→ Given exercise A: Reproduce the passage from the secure scripting post starting with "A second problem" and going on through "script execution is.".
→ Given exercise B: According to the secure scripting post, which version of the H2 in-memory database library is added as a dependency?

→ Document segment:
·····

How the Secure Scripting in Activiti works
One of the prominent features of the recent Activiti 5.21.0 release is ‘secure scripting’. The way to enable and use this feature is documented in detail in the Activiti user guide. In this post, I’ll show you how we came to its final implementation and what it’s doing under the hood. And of course, as it is my usual signature style, we’ll also have a bit of a look at the performance.
The Problem
The Activiti engine has supported scripting for script tasks (and task/execution listeners) since a long time. The scripts that are used are defined in the process definition and they can be executed directly after deploying the process definition. Which is something many people like. This is a big difference with Java delegate classes or delegate expressions, as they generally require putting the actual logic on the classpath. Which, in itself already introduces some sort of ‘protection’ as a power user generally only can do this.
However, with scripts, no such ‘extra step’ is needed. If you give the power of script tasks to end users (and we know from some of our users some companies do have this use case), all bets are pretty much off. You can shut down the JVM or do malicious things by executing a process instance.
A second problem is that it’s quite easy to write a script that does an infinite loop and never ends. A third problem is that a script can easily use a lot of memory when executed and hog a lot of system resources.
Let’s look at the first problem for starters. First off all, let’s add the latest and greatest Activiti engine dependency and the H2 in memory database library:
<dependencies> <dependency> <groupId>org.activiti</groupId> <artifactId>activiti-engine</artifactId> <version>5.21.0</version> </dependency> <dependency> <groupId>com.h2database</groupId> <artifactId>h2</artifactId> <version>1.3.176</version> </dependency> </dependencies>
The process we’ll use here is trivially simple: just a start event, script task and end. The process is not really the point here, the script execution is.
The first script we’ll try does two things: it will get and display my machine’s current network configuration (but there are obviously more dangerous applications of this idea) and then shutdown the whole JVM. Of course, in a proper setup, some of this will be mitigated by making sure that the user running the logic does not have any rights that matter on the machine (but doesn’t solve the resources hogging issue). But I think that demonstrates pretty well why giving the power of scripts to just about anyone is really bad security-wise.

·····

→ Data provided:
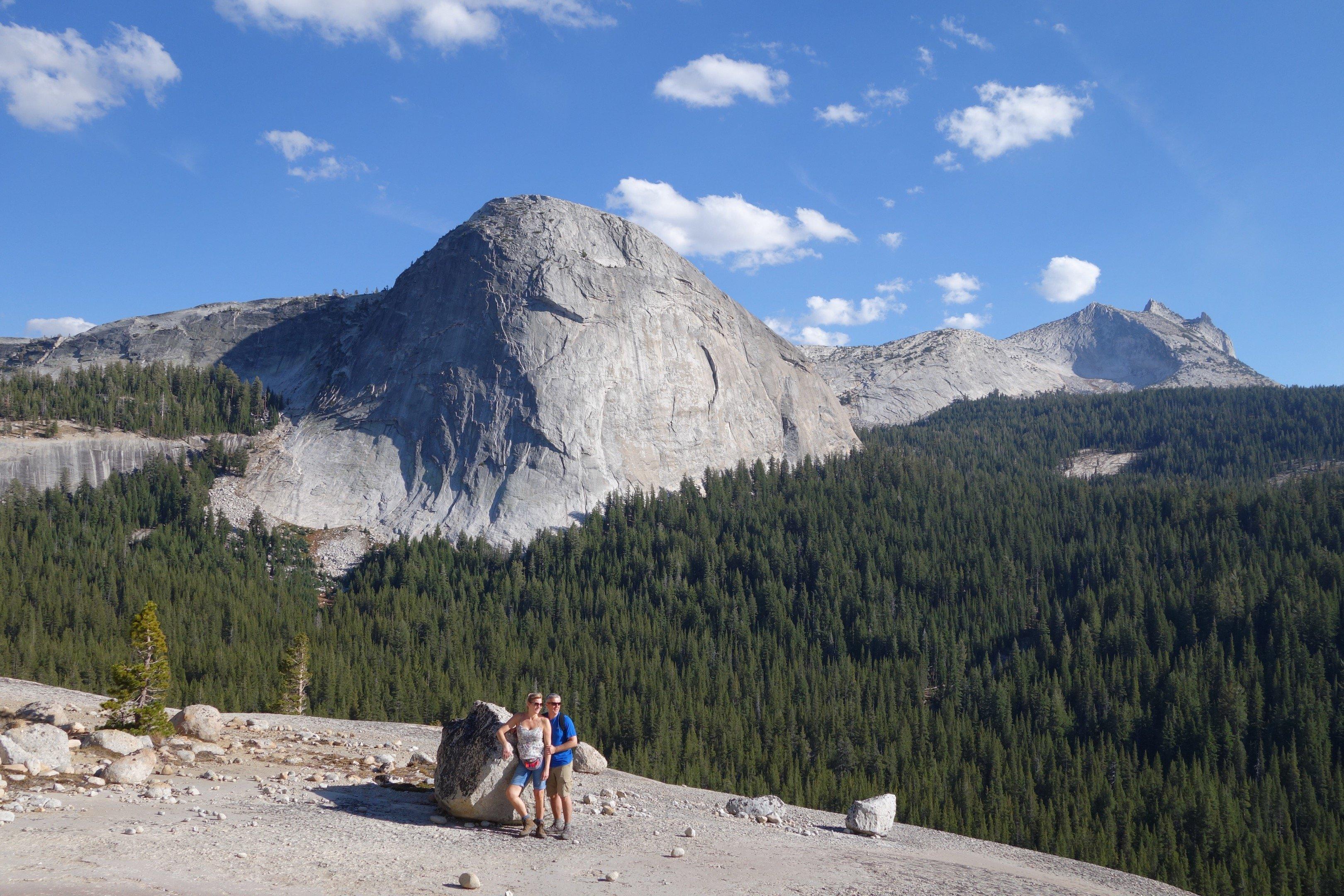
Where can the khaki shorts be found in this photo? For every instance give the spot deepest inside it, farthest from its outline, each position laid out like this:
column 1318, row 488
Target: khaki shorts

·····

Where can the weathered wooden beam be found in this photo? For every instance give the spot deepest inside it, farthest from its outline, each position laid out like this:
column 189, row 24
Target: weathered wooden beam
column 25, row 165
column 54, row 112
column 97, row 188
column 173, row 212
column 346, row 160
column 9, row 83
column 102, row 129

·····

→ Written answer A:
A second problem is that it’s quite easy to write a script that does an infinite loop and never ends. A third problem is that a script can easily use a lot of memory when executed and hog a lot of system resources.
Let’s look at the first problem for starters. First off all, let’s add the latest and greatest Activiti engine dependency and the H2 in memory database library:
<dependencies> <dependency> <groupId>org.activiti</groupId> <artifactId>activiti-engine</artifactId> <version>5.21.0</version> </dependency> <dependency> <groupId>com.h2database</groupId> <artifactId>h2</artifactId> <version>1.3.176</version> </dependency> </dependencies>
The process we’ll use here is trivially simple: just a start event, script task and end. The process is not really the point here, the script execution is.

→ Written answer B: Version 1.3.176.